*** Opening Data records ***

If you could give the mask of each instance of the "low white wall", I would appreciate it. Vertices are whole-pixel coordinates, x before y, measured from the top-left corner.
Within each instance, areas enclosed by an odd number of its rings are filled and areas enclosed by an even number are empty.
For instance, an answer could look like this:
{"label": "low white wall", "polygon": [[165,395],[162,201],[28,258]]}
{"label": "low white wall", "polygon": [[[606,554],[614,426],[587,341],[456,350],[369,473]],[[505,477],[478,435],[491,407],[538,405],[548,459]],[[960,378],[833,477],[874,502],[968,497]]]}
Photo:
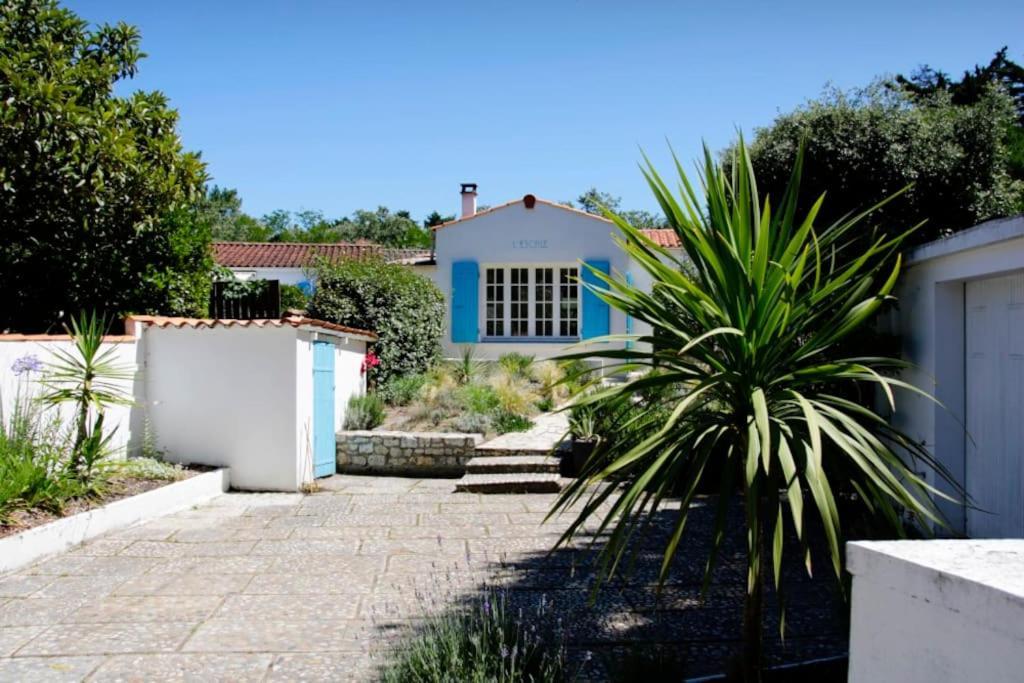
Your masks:
{"label": "low white wall", "polygon": [[143,334],[145,396],[169,460],[230,467],[239,489],[298,488],[294,328]]}
{"label": "low white wall", "polygon": [[24,567],[110,531],[204,503],[227,491],[228,486],[228,470],[205,472],[0,538],[0,572]]}
{"label": "low white wall", "polygon": [[1020,680],[1024,540],[849,543],[851,683]]}
{"label": "low white wall", "polygon": [[[105,343],[103,348],[113,350],[114,362],[135,371],[138,367],[136,341],[131,338],[117,338],[116,341]],[[31,355],[43,363],[50,363],[55,360],[55,352],[71,351],[73,348],[73,343],[61,336],[42,339],[41,335],[29,337],[0,335],[0,409],[5,418],[11,414],[19,391],[34,396],[43,393],[43,387],[39,384],[42,373],[15,375],[11,367],[14,362],[23,356]],[[133,381],[121,382],[120,385],[125,393],[132,396],[138,389],[138,382],[139,380],[136,378]],[[141,418],[133,420],[133,412],[140,413],[140,406],[111,406],[106,410],[104,428],[116,430],[112,441],[114,457],[124,457],[129,448],[134,449],[141,442],[143,420]],[[72,406],[61,406],[59,414],[66,423],[70,423],[74,418],[74,409]]]}

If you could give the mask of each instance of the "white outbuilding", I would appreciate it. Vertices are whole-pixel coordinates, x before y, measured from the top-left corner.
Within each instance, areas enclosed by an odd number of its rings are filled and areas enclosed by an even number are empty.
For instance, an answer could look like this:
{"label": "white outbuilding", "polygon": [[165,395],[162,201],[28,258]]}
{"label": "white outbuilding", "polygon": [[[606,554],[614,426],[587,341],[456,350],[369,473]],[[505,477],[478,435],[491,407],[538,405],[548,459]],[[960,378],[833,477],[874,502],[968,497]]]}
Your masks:
{"label": "white outbuilding", "polygon": [[164,456],[231,468],[237,489],[295,491],[335,472],[335,433],[365,391],[376,335],[322,320],[134,316],[132,435]]}
{"label": "white outbuilding", "polygon": [[[915,364],[893,420],[963,484],[943,504],[972,537],[1024,536],[1024,216],[983,223],[907,257],[895,331]],[[938,482],[941,486],[941,482]]]}

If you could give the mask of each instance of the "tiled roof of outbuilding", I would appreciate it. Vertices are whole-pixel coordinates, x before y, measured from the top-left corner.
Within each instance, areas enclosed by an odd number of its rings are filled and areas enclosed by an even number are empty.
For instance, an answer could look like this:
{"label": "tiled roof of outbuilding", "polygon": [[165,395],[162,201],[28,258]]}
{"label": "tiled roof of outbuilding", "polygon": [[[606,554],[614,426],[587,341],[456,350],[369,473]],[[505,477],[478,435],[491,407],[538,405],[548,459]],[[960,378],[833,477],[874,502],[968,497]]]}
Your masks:
{"label": "tiled roof of outbuilding", "polygon": [[133,322],[141,323],[147,327],[191,327],[200,329],[203,327],[319,327],[332,332],[342,332],[360,337],[377,339],[377,334],[370,330],[360,330],[356,327],[346,327],[337,323],[307,318],[301,315],[286,315],[282,318],[263,318],[257,320],[236,320],[234,318],[178,318],[165,315],[132,315],[125,320],[125,326],[130,330]]}
{"label": "tiled roof of outbuilding", "polygon": [[393,249],[373,242],[214,242],[213,259],[227,268],[306,268],[319,258],[379,256],[385,261],[412,263],[430,258],[428,249]]}

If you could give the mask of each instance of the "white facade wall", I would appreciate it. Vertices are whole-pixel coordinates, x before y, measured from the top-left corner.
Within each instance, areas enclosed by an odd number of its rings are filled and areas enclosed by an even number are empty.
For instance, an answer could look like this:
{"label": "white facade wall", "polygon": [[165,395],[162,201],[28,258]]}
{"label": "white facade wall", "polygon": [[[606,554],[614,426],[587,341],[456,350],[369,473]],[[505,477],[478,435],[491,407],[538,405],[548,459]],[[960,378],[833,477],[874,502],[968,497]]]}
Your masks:
{"label": "white facade wall", "polygon": [[316,277],[304,268],[231,268],[240,280],[279,280],[282,285],[297,285],[300,282],[315,282]]}
{"label": "white facade wall", "polygon": [[[902,379],[934,393],[935,403],[902,391],[894,424],[929,448],[960,483],[965,479],[965,284],[1024,268],[1024,217],[990,221],[924,245],[907,258],[891,331],[914,368]],[[934,473],[934,483],[945,488]],[[1007,482],[1007,485],[1019,485]],[[939,501],[954,530],[965,528],[962,506]]]}
{"label": "white facade wall", "polygon": [[858,542],[846,556],[851,683],[1021,680],[1024,541]]}
{"label": "white facade wall", "polygon": [[168,459],[230,467],[239,489],[300,486],[294,329],[154,327],[144,335],[146,403]]}
{"label": "white facade wall", "polygon": [[231,468],[238,489],[312,480],[313,341],[335,344],[334,431],[363,391],[366,343],[282,327],[148,327],[144,384],[158,446],[173,461]]}
{"label": "white facade wall", "polygon": [[[483,331],[484,324],[484,280],[488,267],[551,265],[554,267],[577,267],[582,271],[583,261],[607,261],[613,274],[625,277],[631,273],[634,284],[649,288],[646,273],[632,263],[613,240],[618,229],[614,224],[596,216],[566,210],[537,202],[527,209],[522,202],[481,213],[469,220],[454,223],[435,231],[436,269],[432,272],[434,283],[449,302],[445,317],[443,335],[444,354],[458,357],[460,344],[451,341],[451,277],[452,264],[456,261],[476,261],[480,268],[478,322]],[[417,271],[423,272],[423,271]],[[424,273],[426,274],[426,273]],[[508,283],[506,282],[506,287]],[[556,282],[557,287],[557,282]],[[582,330],[582,296],[580,298],[580,329]],[[635,334],[645,333],[645,326],[634,323]],[[626,333],[626,316],[614,309],[609,318],[610,334]],[[483,359],[495,359],[503,353],[518,352],[546,358],[565,353],[570,344],[536,341],[483,341],[474,345],[476,355]]]}
{"label": "white facade wall", "polygon": [[[74,344],[66,337],[43,340],[31,337],[21,338],[18,335],[0,335],[0,410],[3,411],[5,418],[11,414],[19,391],[35,396],[44,391],[39,384],[39,380],[42,378],[40,373],[18,377],[11,369],[14,362],[23,356],[33,355],[43,363],[49,363],[55,360],[54,352],[72,351],[73,348]],[[113,350],[115,363],[132,371],[137,369],[139,349],[136,340],[111,341],[104,343],[103,348]],[[136,395],[138,387],[134,386],[133,382],[122,382],[121,386],[129,396]],[[72,406],[61,406],[56,410],[59,410],[59,414],[66,424],[71,424],[75,413]],[[137,433],[133,435],[133,412],[137,412],[137,407],[111,406],[105,412],[105,429],[115,430],[111,442],[114,457],[124,457],[129,451],[129,442],[133,437],[141,438],[139,430],[141,424],[139,428],[135,429]]]}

*** Closing Data records ***

→ **Task directions**: Go through the listing above line by line and state how many lines include the string "corner". Write only the number.

→ **Result of the task**: 4